Edit the stretch from "But if the plant" through "chemical pollution follow." in the passage on nuclear plant safety so that "backup power" becomes "emergency generators".
*** Opening of Passage shown ***
But if the plant loses power in an emergency and is not able to rely on backup power, the fuel can continue to heat past the point of boiling the water away (or trapping the superheated water if the reactor is pressurized). The nuclear fuel heats until it melts, then melts its containment and continues to breach the rest of the plant construction—it literally melts downward and takes the plant down with it. Deadly radiation and chemical pollution follow.

Scientists have been working toward safer nuclear plant designs for decades because of the seeming inevitability of risks like this. Many people can easily name Chernobyl, Fukushima, and Three Mile Island off the top of their heads. These disasters have cost hundreds of thousands of human lives over decades—from the emergencies themselves to the long tail of cancer and other illness. And cynically, they’ve set nuclear power back in the public eye. As more people in the energy industry turn to nuclear as a less environmentally impactful stopgap during the green transition, they also know that nuclear needs a safety and image upgrade.

This is where pebble bed plants, and the special fuel they use, enter the picture. The Chinese research team uses TRISO fuel (short for tristructural isotrope), which comes in a form similar to a layered jawbreaker or malt ball. Coated kernels of uranium fuel sit at the center of these pebbles of fuel, and outsides are coated and recoated with ceramic. While the fuel design is relatively new in the commercial and public sphere, it actually dates back decades to a time when nuclear researchers were trying a dozen or more very experimental designs to find the best way forward.
*** Close of Passage shown ***
*** Opening of Records provided ***
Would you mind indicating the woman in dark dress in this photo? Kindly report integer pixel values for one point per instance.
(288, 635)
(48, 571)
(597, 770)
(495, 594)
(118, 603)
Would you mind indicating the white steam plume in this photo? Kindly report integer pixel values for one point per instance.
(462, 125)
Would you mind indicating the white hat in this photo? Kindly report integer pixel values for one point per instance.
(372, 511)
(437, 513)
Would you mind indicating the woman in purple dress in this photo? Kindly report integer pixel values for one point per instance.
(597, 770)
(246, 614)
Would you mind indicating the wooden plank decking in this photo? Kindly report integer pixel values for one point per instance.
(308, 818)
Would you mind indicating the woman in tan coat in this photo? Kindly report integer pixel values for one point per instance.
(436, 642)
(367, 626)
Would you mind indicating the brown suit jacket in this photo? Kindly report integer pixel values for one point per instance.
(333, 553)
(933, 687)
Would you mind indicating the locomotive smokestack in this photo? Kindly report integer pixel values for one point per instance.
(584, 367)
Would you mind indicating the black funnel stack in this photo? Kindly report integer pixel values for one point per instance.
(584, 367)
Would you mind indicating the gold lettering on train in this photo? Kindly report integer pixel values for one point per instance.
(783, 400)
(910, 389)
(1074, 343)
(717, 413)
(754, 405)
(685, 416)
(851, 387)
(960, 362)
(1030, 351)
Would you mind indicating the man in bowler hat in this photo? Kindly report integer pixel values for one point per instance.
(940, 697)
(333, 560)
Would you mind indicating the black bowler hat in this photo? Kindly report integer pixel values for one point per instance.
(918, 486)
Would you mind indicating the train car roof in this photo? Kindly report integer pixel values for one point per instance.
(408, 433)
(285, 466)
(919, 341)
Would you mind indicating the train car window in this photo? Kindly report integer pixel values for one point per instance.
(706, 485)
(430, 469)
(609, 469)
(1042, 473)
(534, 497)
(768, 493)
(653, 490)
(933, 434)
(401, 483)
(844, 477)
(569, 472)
*** Close of Records provided ***
**Written reply**
But if the plant loses power in an emergency and is not able to rely on emergency generators, the fuel can continue to heat past the point of boiling the water away (or trapping the superheated water if the reactor is pressurized). The nuclear fuel heats until it melts, then melts its containment and continues to breach the rest of the plant construction—it literally melts downward and takes the plant down with it. Deadly radiation and chemical pollution follow.